◆ Фрагмент источника
********************
На русском языке мемуары вышли в двух томах в издательстве «Гранит» в Берлине. Это издательство, принадлежавшее А. С. Кагану (он владел еще двумя берлинскими издательствами — «Обелиск» и «Парабола»), и позже публиковало книги Троцкого, интерес к которым проявляла эмигрантская публика разных взглядов. Книгоиздатель получал прибыль, хотя явно не мог чувствовать себя в безопасности при нагнетавшейся советскими властями кампании против Троцкого и бешеных выпадов со стороны национал-социалистов. Приход нацистов к власти в начале 1933 года положил конец существованию «Гранита», как и всех других издательских домов, принадлежавших не только евреям-иммигрантам, но и евреям — уроженцам самой Германии.
Мемуары Троцкого обладали достоинствами и недостатками, присущими этому жанру литературы. Они были субъективны и пристрастны, что автор не отрицал, заявляя, что эта книга — не фотография жизни, а ее составная часть, что на ее страницах он продолжает борьбу. Правда, тут же Троцкий начинал со свойственным ему блеском играть словами, утверждая, что именно в этом субъективизме и состоит возможность «сделать биографию объективной в некотором более высоком смысле, т. е. сделать ее наиболее адекватным выражением лица, условий и эпохи». [1170]
1170
Троцкий Л. Моя жизнь. Т. 1. С. 7.
Мемуары Троцкого, увлекающие читателя с первых страниц, написанные живым, свободным языком с использованием всех возможных литературных приемов, были точны в фактологическом отношении. В то же время они были сугубо полемичными и как таковые нередко заостряли внимание на одних событиях, игнорируя или мельком упоминая другие. В целом же двухтомник представлял собой персонифицированную историю революционного движения в России.
********************
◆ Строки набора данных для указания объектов
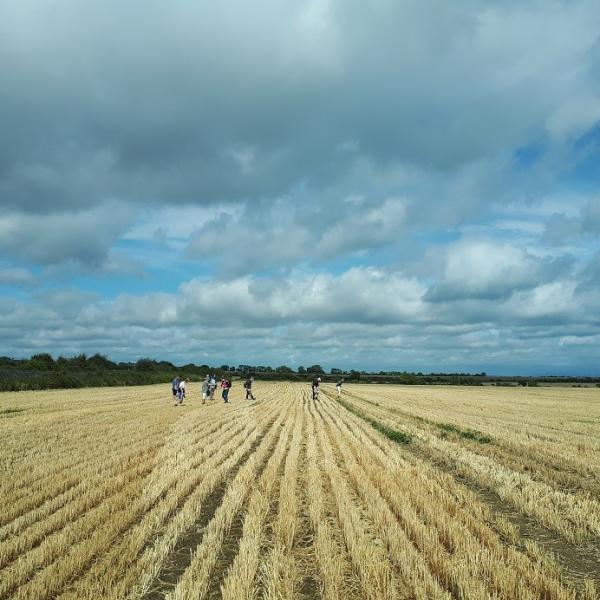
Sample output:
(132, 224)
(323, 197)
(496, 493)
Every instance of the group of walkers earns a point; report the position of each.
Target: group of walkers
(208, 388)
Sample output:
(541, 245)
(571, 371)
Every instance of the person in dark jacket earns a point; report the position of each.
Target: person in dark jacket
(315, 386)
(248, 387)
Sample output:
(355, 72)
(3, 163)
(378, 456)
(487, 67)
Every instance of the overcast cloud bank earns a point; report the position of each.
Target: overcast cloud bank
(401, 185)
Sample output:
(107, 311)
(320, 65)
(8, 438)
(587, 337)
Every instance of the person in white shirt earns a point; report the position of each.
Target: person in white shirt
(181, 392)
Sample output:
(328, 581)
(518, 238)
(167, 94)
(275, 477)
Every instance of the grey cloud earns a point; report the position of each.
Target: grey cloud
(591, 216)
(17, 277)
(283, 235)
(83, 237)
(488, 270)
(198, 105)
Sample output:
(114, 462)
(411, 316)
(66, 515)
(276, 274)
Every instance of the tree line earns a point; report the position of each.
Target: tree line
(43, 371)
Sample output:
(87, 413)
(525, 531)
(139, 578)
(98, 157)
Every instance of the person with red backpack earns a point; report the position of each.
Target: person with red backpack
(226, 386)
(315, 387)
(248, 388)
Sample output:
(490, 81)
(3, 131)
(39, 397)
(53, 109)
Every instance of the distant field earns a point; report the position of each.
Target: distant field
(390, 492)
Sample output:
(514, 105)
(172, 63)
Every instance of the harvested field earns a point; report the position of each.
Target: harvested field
********************
◆ Задания и упражнения
[a] В каком издательстве и в каком городе мемуары Троцкого вышли на русском языке согласно фрагменту источника?
[b] Процитируйте фрагмент источника от слов «Мемуары Троцкого обладали» до слов «жизнь. Т. 1. С. 7.».

◆ Ответы
[a] В издательстве «Гранит» в Берлине.

[b]
Мемуары Троцкого обладали достоинствами и недостатками, присущими этому жанру литературы. Они были субъективны и пристрастны, что автор не отрицал, заявляя, что эта книга — не фотография жизни, а ее составная часть, что на ее страницах он продолжает борьбу. Правда, тут же Троцкий начинал со свойственным ему блеском играть словами, утверждая, что именно в этом субъективизме и состоит возможность «сделать биографию объективной в некотором более высоком смысле, т. е. сделать ее наиболее адекватным выражением лица, условий и эпохи». [1170]
1170
Троцкий Л. Моя жизнь. Т. 1. С. 7.